Work instruction
Please find every line in the entries below that contains the string "grass", and copy it.

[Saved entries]

+ + +

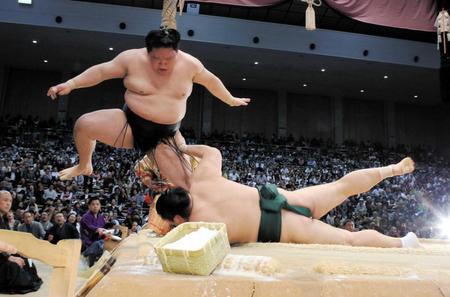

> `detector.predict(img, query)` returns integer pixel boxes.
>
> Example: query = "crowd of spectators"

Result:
[1,115,449,241]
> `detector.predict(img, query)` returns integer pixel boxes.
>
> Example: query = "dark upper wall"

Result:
[2,69,60,120]
[395,103,439,148]
[211,88,277,139]
[343,98,385,144]
[67,79,124,120]
[1,67,448,156]
[286,93,333,141]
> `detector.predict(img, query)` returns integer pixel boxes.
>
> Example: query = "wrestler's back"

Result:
[122,49,197,124]
[189,178,261,244]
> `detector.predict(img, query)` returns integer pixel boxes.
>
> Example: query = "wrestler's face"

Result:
[149,48,177,76]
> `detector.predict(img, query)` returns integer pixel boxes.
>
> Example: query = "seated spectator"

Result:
[40,211,53,234]
[71,201,82,215]
[24,197,39,214]
[387,226,400,237]
[60,187,73,202]
[43,184,57,201]
[80,197,106,267]
[132,190,145,208]
[127,200,139,216]
[0,191,12,229]
[105,199,120,214]
[14,209,24,225]
[47,212,79,244]
[67,212,81,233]
[343,219,357,232]
[18,211,45,239]
[128,220,141,235]
[7,211,19,231]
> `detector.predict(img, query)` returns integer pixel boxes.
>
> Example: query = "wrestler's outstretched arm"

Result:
[192,60,251,107]
[47,50,129,99]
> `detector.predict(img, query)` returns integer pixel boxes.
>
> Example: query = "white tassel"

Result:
[305,2,316,30]
[301,0,321,31]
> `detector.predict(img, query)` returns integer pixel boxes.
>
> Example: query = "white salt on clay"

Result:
[164,227,218,251]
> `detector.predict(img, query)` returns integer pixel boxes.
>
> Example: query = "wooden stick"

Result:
[76,256,116,297]
[75,236,125,297]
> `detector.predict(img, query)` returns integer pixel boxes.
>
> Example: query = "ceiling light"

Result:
[242,78,246,81]
[413,95,419,99]
[383,75,388,79]
[360,89,365,93]
[254,61,259,65]
[321,68,326,72]
[32,40,37,44]
[43,60,48,63]
[109,47,114,51]
[302,83,307,87]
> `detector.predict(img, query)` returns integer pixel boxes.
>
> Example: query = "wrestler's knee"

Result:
[74,113,97,135]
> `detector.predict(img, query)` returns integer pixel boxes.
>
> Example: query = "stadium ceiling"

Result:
[0,1,441,105]
[75,0,436,43]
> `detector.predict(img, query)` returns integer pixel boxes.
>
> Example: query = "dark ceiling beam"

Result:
[263,5,271,22]
[317,5,328,28]
[281,0,294,24]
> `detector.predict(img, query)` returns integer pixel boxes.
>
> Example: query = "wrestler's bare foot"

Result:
[59,164,93,180]
[392,157,415,176]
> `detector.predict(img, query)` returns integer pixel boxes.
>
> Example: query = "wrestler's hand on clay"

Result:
[47,82,72,100]
[229,97,251,107]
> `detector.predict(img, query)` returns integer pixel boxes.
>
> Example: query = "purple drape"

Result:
[192,0,437,32]
[323,0,436,32]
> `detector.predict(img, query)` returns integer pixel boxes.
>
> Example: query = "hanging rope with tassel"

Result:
[301,0,322,31]
[161,0,185,30]
[435,7,450,57]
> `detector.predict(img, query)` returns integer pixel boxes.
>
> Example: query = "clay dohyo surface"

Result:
[83,234,450,297]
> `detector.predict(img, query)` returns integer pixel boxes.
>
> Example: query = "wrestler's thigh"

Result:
[278,182,345,216]
[281,211,351,245]
[76,109,134,148]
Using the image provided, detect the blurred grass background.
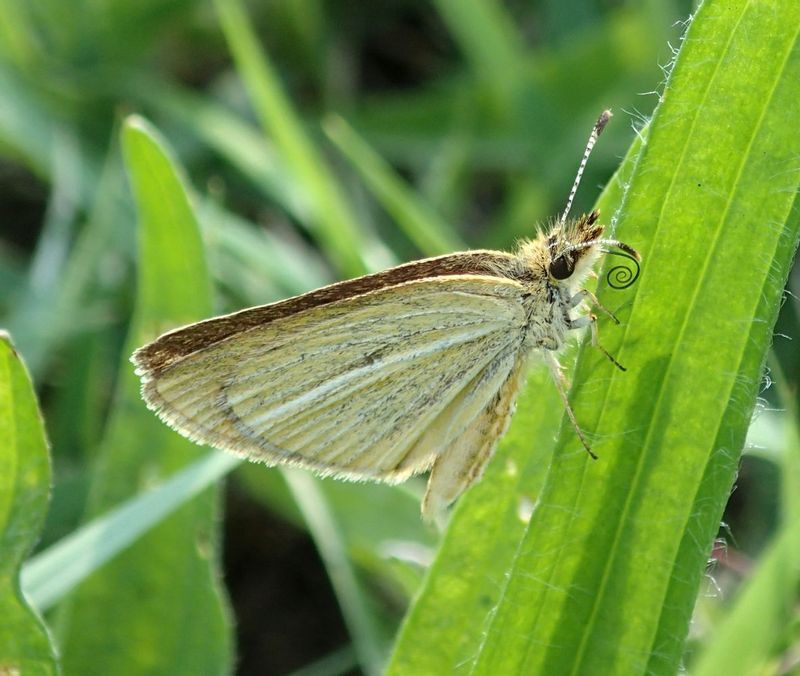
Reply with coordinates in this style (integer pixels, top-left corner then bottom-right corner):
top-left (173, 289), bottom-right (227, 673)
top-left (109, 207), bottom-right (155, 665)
top-left (1, 0), bottom-right (798, 674)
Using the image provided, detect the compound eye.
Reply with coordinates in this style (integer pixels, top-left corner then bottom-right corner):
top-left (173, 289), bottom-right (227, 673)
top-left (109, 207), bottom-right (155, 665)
top-left (549, 255), bottom-right (574, 280)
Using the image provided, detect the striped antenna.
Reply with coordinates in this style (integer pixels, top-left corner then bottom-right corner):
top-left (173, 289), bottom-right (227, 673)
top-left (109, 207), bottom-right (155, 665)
top-left (560, 110), bottom-right (612, 226)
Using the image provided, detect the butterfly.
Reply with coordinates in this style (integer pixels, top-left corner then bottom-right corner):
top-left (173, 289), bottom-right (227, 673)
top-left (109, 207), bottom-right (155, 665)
top-left (132, 110), bottom-right (639, 526)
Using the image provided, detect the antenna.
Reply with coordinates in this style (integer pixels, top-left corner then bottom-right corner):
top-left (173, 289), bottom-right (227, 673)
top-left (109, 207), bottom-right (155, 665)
top-left (560, 110), bottom-right (612, 226)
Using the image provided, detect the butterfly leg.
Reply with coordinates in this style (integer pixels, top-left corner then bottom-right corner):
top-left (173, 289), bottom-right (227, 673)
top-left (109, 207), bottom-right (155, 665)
top-left (544, 351), bottom-right (597, 460)
top-left (568, 313), bottom-right (625, 372)
top-left (569, 289), bottom-right (619, 324)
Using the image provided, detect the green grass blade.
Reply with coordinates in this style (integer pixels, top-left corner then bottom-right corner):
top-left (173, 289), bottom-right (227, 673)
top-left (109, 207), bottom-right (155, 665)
top-left (132, 77), bottom-right (313, 225)
top-left (213, 0), bottom-right (378, 277)
top-left (465, 2), bottom-right (800, 674)
top-left (432, 0), bottom-right (525, 113)
top-left (0, 332), bottom-right (58, 675)
top-left (22, 451), bottom-right (240, 612)
top-left (283, 471), bottom-right (387, 676)
top-left (324, 114), bottom-right (465, 256)
top-left (55, 116), bottom-right (233, 675)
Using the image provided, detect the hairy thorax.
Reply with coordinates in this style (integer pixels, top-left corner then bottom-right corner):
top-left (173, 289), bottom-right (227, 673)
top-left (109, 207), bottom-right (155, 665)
top-left (487, 234), bottom-right (577, 355)
top-left (519, 277), bottom-right (571, 354)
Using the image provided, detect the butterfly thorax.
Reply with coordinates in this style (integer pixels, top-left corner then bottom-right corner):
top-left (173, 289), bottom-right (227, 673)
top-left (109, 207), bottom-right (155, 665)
top-left (516, 274), bottom-right (573, 353)
top-left (500, 212), bottom-right (606, 353)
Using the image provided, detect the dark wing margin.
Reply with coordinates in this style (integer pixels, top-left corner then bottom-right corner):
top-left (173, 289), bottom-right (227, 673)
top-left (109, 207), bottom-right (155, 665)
top-left (132, 250), bottom-right (517, 375)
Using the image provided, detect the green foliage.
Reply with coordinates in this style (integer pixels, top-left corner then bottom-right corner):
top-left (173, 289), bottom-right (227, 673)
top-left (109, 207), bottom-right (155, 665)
top-left (1, 0), bottom-right (798, 673)
top-left (0, 334), bottom-right (57, 674)
top-left (692, 363), bottom-right (800, 675)
top-left (53, 118), bottom-right (233, 675)
top-left (22, 450), bottom-right (240, 612)
top-left (213, 0), bottom-right (374, 277)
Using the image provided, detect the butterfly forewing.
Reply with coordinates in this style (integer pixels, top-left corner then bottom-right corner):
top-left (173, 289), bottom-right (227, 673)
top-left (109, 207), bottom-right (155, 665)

+ + +

Completed exercise
Using the image provided, detect the blurred grass background.
Using the image provided, detect the green grass blade.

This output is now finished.